Source –
/---

I’ll be interested to hear from the OP how the time-stretching sounds because I usually avoid it due to the burbling, stuttering or distortion effects…

Mike.

I’m very interested in Jeff’s take on this as well. Let us know how it goes. All I can say is it DOESN’T work the way the video shows in my experience. Because you have to set a reference tempo or grid, it never works on media without good beat detection. That’s just my take. Again, I’m really curious how Jeff gets along. Maybe I need to take another crack at it.

I say to stay away from timestretch. I have found that your sound will only worsen unless the stretch is very short.

Best to do what you can with scissors (even remove a complete section of the performance if you have to). It’s salavage, it’s not going to be pretty.

I usually start by hitpoint slicing then try to see what is optimal for slicing (eg percussive-like notes). If individual notes are accessible your golden, if not just start muting or cutting areas that are bad…

Also bounce the audio around those sections, don’t try to edit a long piece of audio, break in up into short chunks for this kind of thing.

GL

Me too! :slight_smile:

I have the project open now, and am at p. 345 of the manual - the FW section.

Again with the scissors! :angry:

Ok, you scissorheads - here is the portion of the track that needs to be fixed.

http://www.jeffreyhayat.com/vtimetest.mp3

It’s 79 bpm. Go head - grab the scissors tool, and tell me where I am supposed to slice…

Eh, FW doesnt seem to be doing it. If I insert a warp marker, then drag the warp marker to a new position as instructed in the manual, it moves ALL of the audio. :confused:

Maybe a screenshot would also help…

To me that sounds like a candidate for hit-point slicing… If needed apply a volume fade out at the ends of each section.

I think that is more acceptable than using audiowarp because that way your stereo image will be completely destroyed where ever there is stretching.

At least in my experience, minor edits could be acceptable though. That Reaper video looks much easier than the multiple-stage editing have to do to get a similar result.

Alright, got it done.

\---

Data for this exercise –
/---

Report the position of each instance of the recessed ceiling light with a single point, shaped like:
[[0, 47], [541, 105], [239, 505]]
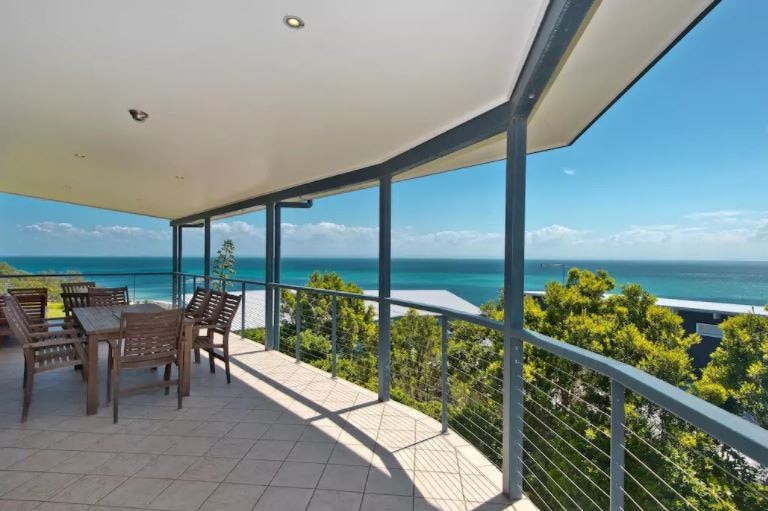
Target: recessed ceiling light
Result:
[[138, 115], [293, 21]]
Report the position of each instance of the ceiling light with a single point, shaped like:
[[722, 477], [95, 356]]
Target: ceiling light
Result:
[[293, 22], [138, 115]]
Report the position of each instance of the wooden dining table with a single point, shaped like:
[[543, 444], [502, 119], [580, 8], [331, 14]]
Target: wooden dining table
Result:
[[102, 324]]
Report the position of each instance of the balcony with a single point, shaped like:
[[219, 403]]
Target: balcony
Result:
[[282, 436]]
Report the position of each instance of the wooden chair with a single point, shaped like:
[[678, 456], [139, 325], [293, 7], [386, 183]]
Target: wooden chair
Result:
[[74, 300], [34, 300], [219, 322], [76, 287], [198, 304], [107, 296], [43, 351], [147, 340]]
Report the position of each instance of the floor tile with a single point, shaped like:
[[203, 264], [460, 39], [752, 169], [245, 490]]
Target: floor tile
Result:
[[333, 500], [42, 487], [231, 447], [298, 474], [389, 481], [89, 489], [233, 497], [271, 450], [438, 485], [183, 495], [136, 492], [284, 499], [343, 477], [254, 472], [376, 502], [315, 452], [209, 469]]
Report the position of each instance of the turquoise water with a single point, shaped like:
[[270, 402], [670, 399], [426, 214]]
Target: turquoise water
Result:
[[475, 280]]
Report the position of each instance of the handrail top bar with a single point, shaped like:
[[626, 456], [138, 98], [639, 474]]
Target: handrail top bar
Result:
[[732, 430], [118, 274]]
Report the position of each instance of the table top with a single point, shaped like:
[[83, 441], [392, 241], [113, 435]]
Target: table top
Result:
[[106, 320]]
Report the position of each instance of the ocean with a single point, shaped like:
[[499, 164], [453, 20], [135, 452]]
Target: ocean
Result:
[[475, 280]]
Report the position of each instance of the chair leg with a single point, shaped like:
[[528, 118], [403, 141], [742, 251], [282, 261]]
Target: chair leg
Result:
[[30, 379], [110, 364], [115, 391], [226, 360], [167, 377]]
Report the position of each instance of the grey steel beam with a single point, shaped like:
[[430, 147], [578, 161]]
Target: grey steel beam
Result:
[[207, 251], [175, 266], [277, 261], [269, 291], [276, 277], [514, 257], [618, 432], [385, 284]]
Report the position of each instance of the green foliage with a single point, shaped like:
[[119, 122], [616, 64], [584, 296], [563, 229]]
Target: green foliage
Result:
[[52, 284], [737, 374], [224, 264], [567, 426]]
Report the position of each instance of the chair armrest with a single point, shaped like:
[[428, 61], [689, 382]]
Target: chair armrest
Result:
[[70, 334]]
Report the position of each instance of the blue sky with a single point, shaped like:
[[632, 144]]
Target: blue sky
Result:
[[677, 169]]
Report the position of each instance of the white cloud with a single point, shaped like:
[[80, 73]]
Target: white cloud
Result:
[[108, 232]]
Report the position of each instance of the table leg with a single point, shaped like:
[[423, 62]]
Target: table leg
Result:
[[186, 360], [93, 375]]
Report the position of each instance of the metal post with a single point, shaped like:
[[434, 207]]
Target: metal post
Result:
[[444, 373], [268, 291], [207, 251], [298, 326], [617, 446], [514, 255], [333, 336], [277, 296], [385, 270], [175, 266], [242, 310]]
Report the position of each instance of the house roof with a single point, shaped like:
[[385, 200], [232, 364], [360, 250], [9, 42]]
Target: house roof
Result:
[[241, 105]]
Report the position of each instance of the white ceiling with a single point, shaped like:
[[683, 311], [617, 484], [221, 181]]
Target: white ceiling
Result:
[[240, 105]]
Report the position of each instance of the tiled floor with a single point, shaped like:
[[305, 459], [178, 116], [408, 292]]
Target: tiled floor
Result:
[[283, 436]]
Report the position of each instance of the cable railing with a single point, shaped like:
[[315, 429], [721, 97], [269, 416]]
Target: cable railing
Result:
[[596, 433]]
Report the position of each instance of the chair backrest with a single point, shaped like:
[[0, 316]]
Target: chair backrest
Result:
[[76, 287], [227, 310], [17, 320], [107, 296], [32, 299], [148, 337], [73, 300], [197, 304]]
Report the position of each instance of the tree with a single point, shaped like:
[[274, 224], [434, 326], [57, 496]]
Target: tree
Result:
[[224, 264], [736, 377]]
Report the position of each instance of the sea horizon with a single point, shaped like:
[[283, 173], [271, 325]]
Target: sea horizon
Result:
[[476, 280]]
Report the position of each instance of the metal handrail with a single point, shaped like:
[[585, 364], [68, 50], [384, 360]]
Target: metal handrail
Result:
[[730, 429]]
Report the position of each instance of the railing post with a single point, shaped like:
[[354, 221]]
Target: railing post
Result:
[[617, 446], [298, 326], [242, 310], [444, 373], [333, 336]]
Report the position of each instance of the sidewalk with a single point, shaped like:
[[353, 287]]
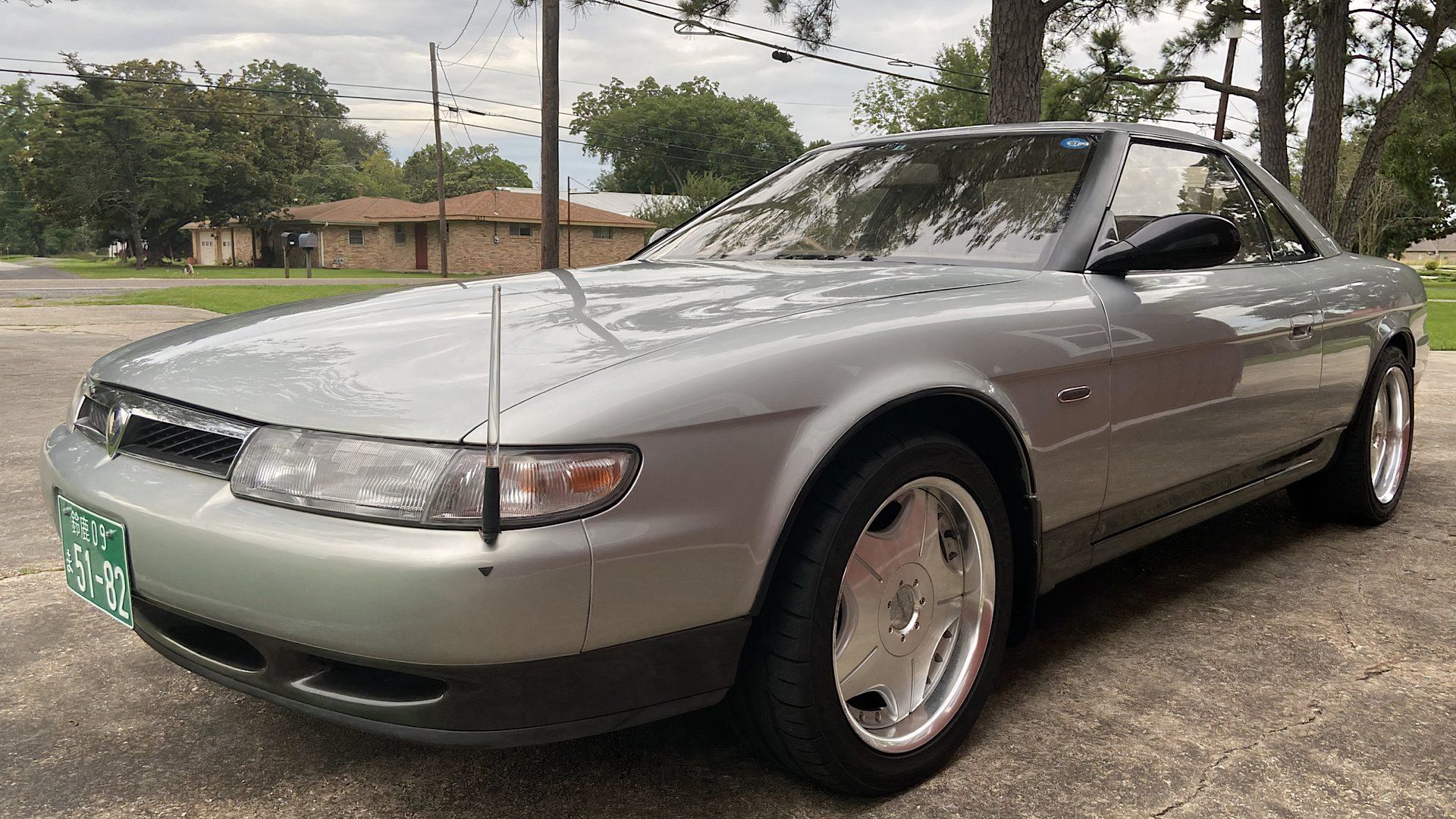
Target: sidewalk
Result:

\---

Tasks to carry out –
1 > Using the thread on time-stretching audio, answer each question:
(a) What tempo is given for the portion of the track that needs to be fixed?
(b) What page of the manual has the poster reached?
(c) What happens to the audio when a warp marker is inserted and then dragged to a new position?
2 > Duplicate the rows from the line containing "Report the position of each instance of the table top" through the line containing "[[677, 169]]", keeping both of those lines.

Answers to the exercises –
1 >
(a) 79 bpm.
(b) Page 345, the FW section.
(c) All of the audio moves.

2 >
Report the position of each instance of the table top with a single point, shaped like:
[[83, 441], [392, 241], [113, 435]]
Target: table top
Result:
[[106, 320]]
Report the position of each instance of the ocean with a single point, shaped like:
[[499, 164], [453, 20], [135, 452]]
Target: ocean
Result:
[[475, 280]]
Report the position of each instance of the chair leg with a single point, shaped like:
[[528, 118], [403, 141], [742, 251], [282, 261]]
Target: chair leg
Result:
[[30, 379], [110, 364], [115, 391], [226, 360], [167, 377]]
Report the position of each instance of the grey steel beam with a single point, shaped like:
[[430, 147], [578, 161]]
Target: grey steel beam
Result:
[[207, 251], [175, 266], [277, 261], [269, 291], [276, 277], [514, 257], [618, 432], [385, 284]]
Report the position of each instance of the green foliage with a single point, shaped like:
[[119, 122], [616, 64], [584, 296], [563, 229]]
Target: green foliage
Result:
[[52, 284], [737, 374], [224, 264], [567, 426]]
Report the position of each instance of the chair armrest with a single point, shaped like:
[[428, 61], [689, 382]]
Target: chair armrest
Result:
[[70, 334]]
Report the position of each instance of the blue sky with a single point, shaped like:
[[632, 144]]
Target: blue sky
Result:
[[677, 169]]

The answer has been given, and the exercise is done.